The Golf Lover’s Guide To England, written and compiled by Michael Whitehead, lists 33 elite golf clubs across that country, divided into four regions, which are further divided into nine districts. Each of these clubs would be identified as unlikely in the USA, but is certainly accessible in England. The short story is: this nearly-pocket-sized compendium should accompany any traveler of golfing purpose, as it is invaluable for understanding the ins and outs of making contact, locating courses, and learning of their nature and history. The long story goes quite a bit deeper.

Michael Whitehead has the forethought to organize his works (Scotland was his first TGLGT volume) in meticulous fashion. The volume opens with a colorful map of the targeted country, complete with numbered flags to identify each of the courses reviewed within. The entire book explodes with wondrous colors, both in page background and course photography, and heightens the sensory experience of its study.

A delightful touch is the location of the Acknowledgements section in the front of the book. Typically relegated to one of the final pages that we skip past, before closing the cover, this is not the case here. Whitehead recognizes the invaluable assistance of his supporting cast, and situates them front and center. Good for you, Mr. Whitehead.

━━━━━━━━━━━━━━━━

Your instructions >>
According to the golf guide review, how many golf clubs across England does the book list? The records are separate material and have nothing to do with the golf guide review.

[Labeled point records]
━━━━━━━━━━━━━━━━

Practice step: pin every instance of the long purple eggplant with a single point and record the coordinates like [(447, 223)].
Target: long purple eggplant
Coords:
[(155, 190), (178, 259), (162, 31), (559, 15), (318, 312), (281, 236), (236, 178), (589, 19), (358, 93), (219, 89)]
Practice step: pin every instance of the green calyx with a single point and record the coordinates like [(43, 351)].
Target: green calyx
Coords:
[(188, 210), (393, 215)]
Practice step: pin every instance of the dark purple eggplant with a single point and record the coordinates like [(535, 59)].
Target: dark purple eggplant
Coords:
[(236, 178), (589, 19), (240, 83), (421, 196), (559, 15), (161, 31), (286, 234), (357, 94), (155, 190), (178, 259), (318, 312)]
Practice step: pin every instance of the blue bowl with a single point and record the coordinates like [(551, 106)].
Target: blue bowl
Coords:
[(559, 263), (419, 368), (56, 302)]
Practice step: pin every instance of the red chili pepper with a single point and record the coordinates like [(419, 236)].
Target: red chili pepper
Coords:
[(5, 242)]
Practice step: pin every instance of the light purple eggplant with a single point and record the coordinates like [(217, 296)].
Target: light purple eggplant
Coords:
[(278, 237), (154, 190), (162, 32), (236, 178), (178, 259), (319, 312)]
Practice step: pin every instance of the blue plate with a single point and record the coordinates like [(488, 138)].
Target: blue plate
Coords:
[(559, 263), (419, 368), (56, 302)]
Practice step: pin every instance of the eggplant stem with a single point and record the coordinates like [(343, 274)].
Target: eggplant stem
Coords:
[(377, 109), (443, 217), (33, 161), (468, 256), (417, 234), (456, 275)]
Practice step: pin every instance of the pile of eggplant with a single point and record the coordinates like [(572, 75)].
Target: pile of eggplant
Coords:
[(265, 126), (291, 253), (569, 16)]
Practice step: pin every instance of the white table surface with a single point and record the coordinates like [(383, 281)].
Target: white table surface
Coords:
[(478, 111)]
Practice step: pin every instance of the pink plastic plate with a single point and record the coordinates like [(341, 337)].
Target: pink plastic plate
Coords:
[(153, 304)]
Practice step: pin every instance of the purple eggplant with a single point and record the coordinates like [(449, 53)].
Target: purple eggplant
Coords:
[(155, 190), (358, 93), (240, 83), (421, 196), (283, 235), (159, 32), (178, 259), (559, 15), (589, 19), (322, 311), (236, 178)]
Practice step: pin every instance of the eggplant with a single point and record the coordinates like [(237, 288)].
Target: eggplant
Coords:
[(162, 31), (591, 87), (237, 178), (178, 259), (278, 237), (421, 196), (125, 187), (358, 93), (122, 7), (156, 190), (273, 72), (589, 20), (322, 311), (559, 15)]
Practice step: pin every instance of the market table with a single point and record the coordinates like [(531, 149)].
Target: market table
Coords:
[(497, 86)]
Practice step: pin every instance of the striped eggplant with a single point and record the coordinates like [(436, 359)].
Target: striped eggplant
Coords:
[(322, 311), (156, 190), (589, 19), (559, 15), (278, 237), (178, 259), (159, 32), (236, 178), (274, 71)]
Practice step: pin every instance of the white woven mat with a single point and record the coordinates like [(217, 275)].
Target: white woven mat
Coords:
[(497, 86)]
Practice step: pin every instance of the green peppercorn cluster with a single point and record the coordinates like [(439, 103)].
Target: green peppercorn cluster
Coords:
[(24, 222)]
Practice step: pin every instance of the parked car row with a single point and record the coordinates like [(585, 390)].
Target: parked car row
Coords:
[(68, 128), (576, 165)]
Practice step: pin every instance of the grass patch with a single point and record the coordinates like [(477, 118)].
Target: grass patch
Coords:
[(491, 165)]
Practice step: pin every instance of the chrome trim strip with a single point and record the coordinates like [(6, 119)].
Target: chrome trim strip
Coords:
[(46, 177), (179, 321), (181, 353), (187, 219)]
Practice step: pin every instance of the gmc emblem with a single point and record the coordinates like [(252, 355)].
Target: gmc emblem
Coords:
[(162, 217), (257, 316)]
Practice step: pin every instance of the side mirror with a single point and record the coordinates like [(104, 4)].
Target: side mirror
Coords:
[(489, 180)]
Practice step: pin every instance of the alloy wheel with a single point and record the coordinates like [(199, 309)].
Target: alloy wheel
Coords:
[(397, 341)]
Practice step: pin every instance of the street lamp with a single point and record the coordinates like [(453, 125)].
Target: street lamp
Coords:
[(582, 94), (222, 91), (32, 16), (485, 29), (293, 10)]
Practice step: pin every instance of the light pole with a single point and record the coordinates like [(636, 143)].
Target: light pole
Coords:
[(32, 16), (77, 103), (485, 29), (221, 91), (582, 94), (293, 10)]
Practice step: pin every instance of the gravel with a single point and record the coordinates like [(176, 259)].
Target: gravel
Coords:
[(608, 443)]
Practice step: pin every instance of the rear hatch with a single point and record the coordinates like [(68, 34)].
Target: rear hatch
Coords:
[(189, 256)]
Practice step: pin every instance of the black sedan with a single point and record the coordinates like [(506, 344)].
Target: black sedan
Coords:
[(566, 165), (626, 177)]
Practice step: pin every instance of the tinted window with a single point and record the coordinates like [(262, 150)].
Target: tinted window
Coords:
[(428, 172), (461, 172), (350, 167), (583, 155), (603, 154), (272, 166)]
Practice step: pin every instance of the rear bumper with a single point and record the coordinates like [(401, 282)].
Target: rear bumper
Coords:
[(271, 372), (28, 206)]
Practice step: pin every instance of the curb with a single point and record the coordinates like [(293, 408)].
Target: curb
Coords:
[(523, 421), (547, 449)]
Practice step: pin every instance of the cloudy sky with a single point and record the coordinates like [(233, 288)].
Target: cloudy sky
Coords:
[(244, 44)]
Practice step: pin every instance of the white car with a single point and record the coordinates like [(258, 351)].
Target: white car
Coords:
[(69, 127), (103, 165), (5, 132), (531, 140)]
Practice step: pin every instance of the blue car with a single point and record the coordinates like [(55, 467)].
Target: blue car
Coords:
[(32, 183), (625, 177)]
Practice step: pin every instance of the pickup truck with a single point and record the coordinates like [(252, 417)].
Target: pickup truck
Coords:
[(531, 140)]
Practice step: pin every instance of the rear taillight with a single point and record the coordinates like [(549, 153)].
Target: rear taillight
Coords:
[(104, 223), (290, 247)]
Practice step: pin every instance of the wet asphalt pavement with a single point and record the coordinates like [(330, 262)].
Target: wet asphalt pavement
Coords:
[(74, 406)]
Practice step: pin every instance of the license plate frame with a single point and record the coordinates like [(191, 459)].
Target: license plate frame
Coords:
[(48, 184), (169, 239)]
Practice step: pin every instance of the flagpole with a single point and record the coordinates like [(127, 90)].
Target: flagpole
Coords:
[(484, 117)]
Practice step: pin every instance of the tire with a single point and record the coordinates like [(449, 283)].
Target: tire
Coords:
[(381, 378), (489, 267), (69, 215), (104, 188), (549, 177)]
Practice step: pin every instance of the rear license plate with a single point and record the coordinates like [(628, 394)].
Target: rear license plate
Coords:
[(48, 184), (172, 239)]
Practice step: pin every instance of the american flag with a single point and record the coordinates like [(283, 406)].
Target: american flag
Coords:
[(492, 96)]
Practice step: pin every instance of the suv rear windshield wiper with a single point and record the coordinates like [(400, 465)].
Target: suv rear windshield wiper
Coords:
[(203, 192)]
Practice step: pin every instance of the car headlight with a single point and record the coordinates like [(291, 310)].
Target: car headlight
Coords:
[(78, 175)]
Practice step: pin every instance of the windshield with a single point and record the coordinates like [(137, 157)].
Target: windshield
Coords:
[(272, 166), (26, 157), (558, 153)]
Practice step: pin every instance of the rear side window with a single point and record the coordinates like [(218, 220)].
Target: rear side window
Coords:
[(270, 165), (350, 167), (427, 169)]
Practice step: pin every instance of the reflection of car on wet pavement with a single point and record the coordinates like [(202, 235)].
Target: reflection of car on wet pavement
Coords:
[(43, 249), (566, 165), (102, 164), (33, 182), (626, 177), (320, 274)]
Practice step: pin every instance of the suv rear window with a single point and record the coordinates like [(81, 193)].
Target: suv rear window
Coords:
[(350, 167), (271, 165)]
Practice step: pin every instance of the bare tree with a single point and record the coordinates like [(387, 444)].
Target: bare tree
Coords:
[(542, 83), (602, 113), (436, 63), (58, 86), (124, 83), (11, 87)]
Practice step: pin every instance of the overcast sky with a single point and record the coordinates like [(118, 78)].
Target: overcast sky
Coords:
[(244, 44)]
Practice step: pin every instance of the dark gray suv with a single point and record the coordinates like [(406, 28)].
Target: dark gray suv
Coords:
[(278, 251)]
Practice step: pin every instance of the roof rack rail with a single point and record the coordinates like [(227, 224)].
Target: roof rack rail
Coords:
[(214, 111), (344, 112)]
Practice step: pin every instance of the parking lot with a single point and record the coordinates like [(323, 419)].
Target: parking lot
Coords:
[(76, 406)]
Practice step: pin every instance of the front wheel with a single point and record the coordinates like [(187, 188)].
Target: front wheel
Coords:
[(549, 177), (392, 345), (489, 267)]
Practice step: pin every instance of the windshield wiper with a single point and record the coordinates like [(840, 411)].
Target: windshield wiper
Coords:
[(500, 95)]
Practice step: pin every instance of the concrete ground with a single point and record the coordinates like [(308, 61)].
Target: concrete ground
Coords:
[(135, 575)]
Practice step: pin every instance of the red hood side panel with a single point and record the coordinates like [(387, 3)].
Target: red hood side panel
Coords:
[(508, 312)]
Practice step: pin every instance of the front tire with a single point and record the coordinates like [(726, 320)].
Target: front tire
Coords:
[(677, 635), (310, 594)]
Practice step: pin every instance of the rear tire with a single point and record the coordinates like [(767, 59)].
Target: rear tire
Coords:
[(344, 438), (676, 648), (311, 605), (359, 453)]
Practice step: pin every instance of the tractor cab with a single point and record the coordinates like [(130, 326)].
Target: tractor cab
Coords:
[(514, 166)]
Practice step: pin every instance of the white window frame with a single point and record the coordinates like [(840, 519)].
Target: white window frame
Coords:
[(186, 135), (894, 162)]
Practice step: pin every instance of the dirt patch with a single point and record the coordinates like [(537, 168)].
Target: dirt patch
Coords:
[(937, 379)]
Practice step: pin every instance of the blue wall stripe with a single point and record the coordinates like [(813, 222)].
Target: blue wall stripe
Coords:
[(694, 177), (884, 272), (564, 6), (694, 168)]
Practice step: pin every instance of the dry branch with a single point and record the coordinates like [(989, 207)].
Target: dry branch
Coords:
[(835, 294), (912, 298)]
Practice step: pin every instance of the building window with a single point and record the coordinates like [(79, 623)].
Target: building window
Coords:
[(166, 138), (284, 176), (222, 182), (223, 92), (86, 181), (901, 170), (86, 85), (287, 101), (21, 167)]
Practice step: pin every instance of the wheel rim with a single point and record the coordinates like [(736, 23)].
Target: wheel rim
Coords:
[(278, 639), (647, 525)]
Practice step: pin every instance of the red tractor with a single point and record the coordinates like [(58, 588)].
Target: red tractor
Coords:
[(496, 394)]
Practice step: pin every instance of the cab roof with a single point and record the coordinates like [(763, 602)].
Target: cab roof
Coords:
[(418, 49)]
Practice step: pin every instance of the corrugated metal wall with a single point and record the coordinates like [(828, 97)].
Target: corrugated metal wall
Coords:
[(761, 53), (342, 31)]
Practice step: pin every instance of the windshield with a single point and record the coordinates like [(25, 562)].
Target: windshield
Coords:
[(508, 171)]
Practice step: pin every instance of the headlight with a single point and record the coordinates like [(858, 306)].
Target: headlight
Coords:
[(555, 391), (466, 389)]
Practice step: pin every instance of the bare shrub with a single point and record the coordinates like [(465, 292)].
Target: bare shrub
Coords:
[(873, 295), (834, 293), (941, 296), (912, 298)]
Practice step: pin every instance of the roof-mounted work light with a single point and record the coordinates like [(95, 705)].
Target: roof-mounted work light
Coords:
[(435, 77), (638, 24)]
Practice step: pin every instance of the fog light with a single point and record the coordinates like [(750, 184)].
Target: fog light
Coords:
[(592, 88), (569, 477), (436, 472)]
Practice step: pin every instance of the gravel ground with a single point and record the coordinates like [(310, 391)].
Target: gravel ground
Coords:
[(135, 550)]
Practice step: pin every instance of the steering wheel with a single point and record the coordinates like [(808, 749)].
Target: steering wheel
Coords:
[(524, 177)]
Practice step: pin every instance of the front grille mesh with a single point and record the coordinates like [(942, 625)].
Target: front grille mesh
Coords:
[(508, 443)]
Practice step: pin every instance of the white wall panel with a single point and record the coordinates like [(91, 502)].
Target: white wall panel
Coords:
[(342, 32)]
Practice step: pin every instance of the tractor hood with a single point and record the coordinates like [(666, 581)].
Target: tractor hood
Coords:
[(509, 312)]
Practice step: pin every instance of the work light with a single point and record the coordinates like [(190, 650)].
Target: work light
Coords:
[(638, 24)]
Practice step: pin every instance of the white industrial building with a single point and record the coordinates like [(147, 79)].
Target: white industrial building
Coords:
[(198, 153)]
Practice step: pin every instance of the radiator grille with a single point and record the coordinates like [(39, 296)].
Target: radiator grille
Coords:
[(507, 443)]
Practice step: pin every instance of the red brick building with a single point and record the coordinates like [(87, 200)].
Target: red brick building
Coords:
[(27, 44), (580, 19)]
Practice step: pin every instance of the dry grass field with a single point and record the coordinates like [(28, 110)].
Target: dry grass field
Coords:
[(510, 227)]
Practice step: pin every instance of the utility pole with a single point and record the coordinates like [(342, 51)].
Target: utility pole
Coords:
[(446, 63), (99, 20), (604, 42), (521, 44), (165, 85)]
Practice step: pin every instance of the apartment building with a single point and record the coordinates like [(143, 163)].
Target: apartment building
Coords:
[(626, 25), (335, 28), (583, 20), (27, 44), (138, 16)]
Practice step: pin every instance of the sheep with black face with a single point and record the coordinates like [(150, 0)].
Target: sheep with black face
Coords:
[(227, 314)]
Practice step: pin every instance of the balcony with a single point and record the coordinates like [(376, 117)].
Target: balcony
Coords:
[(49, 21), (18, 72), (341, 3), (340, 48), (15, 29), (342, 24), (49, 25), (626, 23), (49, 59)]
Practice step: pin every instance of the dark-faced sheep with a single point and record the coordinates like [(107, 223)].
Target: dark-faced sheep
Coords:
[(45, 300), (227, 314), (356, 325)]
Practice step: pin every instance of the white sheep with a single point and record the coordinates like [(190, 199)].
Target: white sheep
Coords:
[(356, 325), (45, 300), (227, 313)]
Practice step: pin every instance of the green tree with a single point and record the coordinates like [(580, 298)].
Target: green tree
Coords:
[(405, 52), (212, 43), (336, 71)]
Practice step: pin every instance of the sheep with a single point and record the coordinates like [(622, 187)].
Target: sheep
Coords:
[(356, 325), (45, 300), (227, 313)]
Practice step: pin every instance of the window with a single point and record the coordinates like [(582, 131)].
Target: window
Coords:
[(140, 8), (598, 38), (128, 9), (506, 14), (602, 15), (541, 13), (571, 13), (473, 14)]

━━━━━━━━━━━━━━━━

Result for this exercise >>
33 elite golf clubs.